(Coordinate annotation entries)
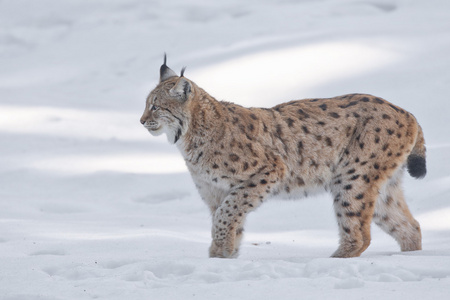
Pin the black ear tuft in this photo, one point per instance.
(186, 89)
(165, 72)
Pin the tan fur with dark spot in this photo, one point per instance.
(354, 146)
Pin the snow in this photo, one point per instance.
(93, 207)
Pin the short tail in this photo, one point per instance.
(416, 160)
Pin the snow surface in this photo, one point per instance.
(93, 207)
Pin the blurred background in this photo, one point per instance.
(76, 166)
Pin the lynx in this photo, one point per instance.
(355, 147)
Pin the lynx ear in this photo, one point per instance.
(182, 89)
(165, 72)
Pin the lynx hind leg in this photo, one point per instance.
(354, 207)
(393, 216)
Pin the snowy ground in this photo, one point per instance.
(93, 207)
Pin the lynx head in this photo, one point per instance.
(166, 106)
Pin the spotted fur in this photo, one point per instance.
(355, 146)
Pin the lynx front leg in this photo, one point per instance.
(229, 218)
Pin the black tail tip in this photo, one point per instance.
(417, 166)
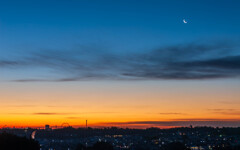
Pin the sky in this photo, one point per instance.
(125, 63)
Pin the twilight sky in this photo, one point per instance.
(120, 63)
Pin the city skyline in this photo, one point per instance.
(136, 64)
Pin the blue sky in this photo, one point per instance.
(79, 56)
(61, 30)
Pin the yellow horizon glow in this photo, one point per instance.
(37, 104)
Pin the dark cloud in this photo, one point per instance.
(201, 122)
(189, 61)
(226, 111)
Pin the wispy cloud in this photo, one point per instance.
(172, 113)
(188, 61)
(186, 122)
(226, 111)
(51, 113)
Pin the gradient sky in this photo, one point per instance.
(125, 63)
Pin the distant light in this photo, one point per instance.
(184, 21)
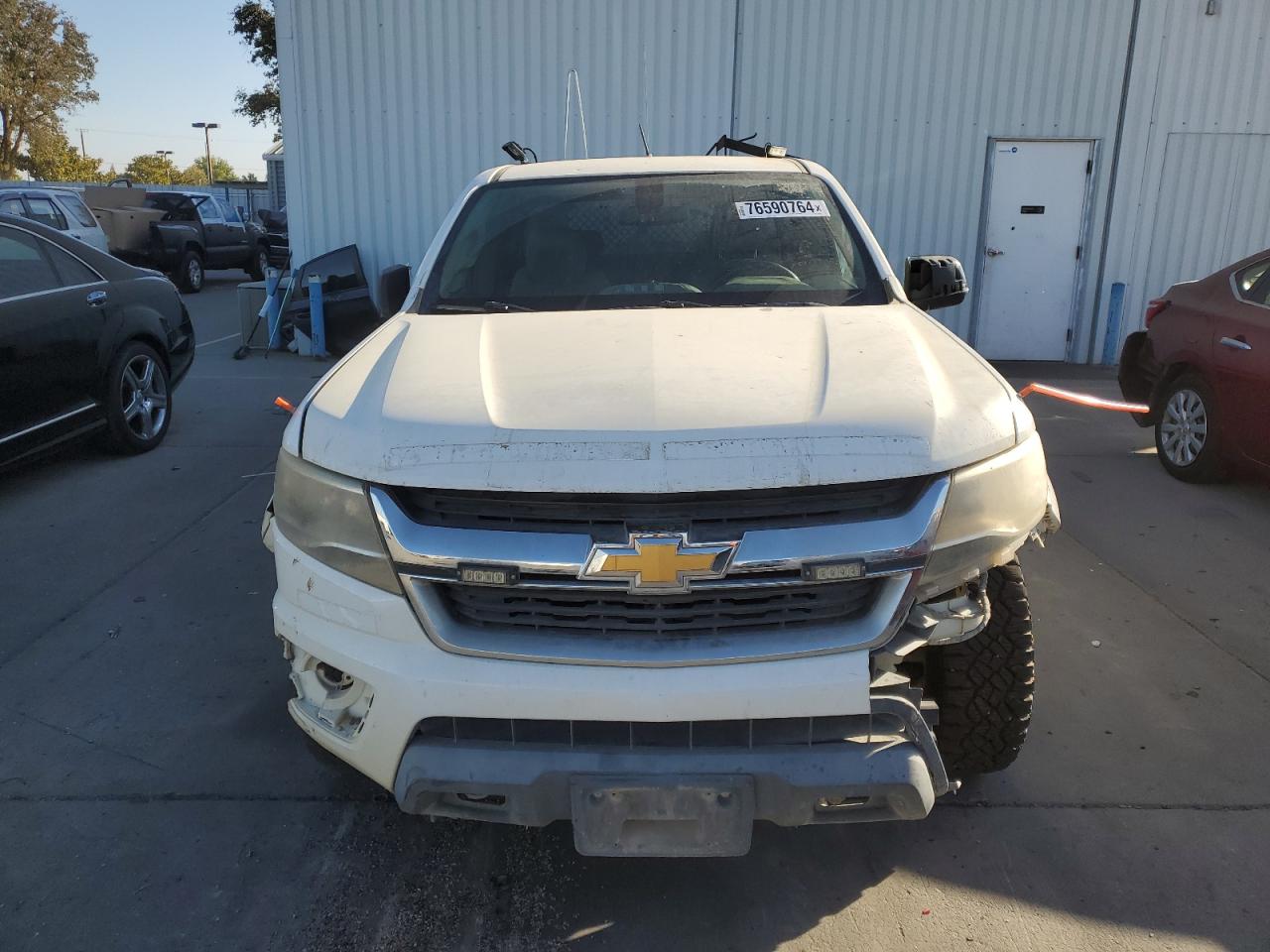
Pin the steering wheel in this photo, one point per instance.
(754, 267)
---
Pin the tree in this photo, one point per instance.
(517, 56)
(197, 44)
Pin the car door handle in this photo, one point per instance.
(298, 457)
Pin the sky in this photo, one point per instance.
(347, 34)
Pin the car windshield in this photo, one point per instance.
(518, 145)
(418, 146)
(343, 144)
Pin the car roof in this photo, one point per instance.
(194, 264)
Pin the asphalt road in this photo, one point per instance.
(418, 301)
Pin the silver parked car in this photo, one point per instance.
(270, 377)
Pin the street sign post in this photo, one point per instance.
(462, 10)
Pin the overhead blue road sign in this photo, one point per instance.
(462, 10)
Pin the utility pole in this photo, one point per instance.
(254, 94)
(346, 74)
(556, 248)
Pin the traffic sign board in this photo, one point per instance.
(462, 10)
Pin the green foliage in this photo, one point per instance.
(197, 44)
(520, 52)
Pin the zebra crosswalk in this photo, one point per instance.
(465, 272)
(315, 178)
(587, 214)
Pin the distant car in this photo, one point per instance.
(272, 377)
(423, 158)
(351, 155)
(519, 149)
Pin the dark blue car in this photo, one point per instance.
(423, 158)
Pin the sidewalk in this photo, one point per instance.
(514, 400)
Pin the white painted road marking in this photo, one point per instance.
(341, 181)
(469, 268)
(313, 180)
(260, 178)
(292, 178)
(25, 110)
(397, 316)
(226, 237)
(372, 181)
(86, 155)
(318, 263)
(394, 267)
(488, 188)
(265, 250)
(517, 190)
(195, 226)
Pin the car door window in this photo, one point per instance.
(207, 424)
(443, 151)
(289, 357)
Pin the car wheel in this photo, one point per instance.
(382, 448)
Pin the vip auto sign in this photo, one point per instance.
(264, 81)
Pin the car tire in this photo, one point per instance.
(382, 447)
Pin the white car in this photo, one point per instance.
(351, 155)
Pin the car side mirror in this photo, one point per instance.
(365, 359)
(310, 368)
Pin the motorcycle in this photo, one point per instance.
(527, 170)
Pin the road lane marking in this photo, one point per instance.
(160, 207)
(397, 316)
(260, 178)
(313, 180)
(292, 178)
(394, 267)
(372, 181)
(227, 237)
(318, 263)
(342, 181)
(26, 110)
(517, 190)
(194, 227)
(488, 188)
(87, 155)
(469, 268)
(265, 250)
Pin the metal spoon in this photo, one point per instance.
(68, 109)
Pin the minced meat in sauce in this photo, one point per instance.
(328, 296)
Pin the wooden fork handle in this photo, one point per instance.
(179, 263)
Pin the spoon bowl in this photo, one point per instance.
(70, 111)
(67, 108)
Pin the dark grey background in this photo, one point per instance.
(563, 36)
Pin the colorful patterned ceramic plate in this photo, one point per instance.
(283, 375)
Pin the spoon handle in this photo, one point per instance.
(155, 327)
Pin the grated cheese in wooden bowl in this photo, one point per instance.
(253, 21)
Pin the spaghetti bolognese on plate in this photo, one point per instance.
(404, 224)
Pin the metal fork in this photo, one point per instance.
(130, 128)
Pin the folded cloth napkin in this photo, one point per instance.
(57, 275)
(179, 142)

Work to be completed:
Count the lines of the records that contain the word "distant", matching case exactly, and give only the number.

Answer to this exercise:
2